### Reading text
Start
The difference in Diné perception of gender-nonconforming individuals and western perception was noted as early as the 1920s. A contemporary writer noted that while in American society gender-nonconformity was cause for anxiety, in Diné society it was seen as good fortune.

== Fred Martinez ==
Fred Martinez lived in Cortez, Colorado, on a Diné reservation, with his mother Pauline Mitchell. Friends of Martinez said that he was often harassed in school by their peers, for his feminine nature. Martinez's mother was supportive of her son and his friends, a number of whom were also gender nonconforming or LGBT. Diné society is traditionally matrilineal, with honored social and ceremonial roles for certain gender-variant members of the community, and Martinez's mother, grandmother, and others in the community recognized and accepted him as nádleehi.

Martinez was murdered by Shaun Murphey in June 2001, and it was determined that Murphey's motives were linked to Martinez's nádleehi status. Murphey was arrested and sentenced, though it was not ruled as a hate crime. A documentary about Martinez's case, Two-Spirits, explores both his life and the nádleehi role in traditional Diné culture.
End
### Supplied material
Start
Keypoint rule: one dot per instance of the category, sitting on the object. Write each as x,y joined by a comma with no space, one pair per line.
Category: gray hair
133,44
End
### Exercises
[1] In the text about Fred Martinez, what is the title of the documentary about his case?
[2] Pick up the text about Fred Martinez and the nádleehi role after its final sentence and continue it.

### Answers by task
[1] Two-Spirits

[2]
== Modern times ==
Among Navajo tribes today, the Nádhleehi identity is still recognized and valued, An important turning point in openly embracing LGBTQ identities, especially those who identify as Nadleehi, came about in June 2019 when the Navajo Nation held its first Dine Pride event in Window Rock, Arizona. The event raised awareness to the reclamation of Traditional Dine teachings about gender diversity after years of shame and pressure from the West. For many generations, Nádleehi traditions and identities were eradicated due to colonial pressures, such as forced integration laws and missionary influences. This led to shame and concealment regarding gender-diverse identities within Native communities. Many Indigenous people were shut off from their traditional gender teachings as an outcome of this cultural erasure. Community leaders have mentioned how important it is with reconnecting with traditional knowledge about gender. The Dine people have always acknowledged and valued LGBTQ identities rather than perceiving them through a Western gender binary viewpoint, they regard them as sacred within their communities and leadership. An attempt to honor and reclaim ancestral values which were suppressed during colonialism appears within this modern celebration

=== Two-spirit identity ===
Indigenous people use the expression "two-spirit" to describe gender identities which are culturally and spiritually special and have been widely acknowledged by Native American nations for a long time. The Indigenous community created the word in 1990 as an effort to reclaim traditional conventional ideas of gender diversity and distance themselves from non-Native languages. Within multi-gender societies Two-Spirit individuals were seen to hold an exceptional position and often fulfill highly regarded social and ceremonial tasks. This wider frame of Two-Spirit identities prevalent by Indigenous nations includes Nádleehi. Each tribe understands that gender is more complex than a Western binary arrangement, although they use many terms and have different cultural meanings. Opposition to colonial attempts to wipe out Indigenous cultural and spiritual customs is seen in the reemergence of terms like Nádleehi and Two-Spirit.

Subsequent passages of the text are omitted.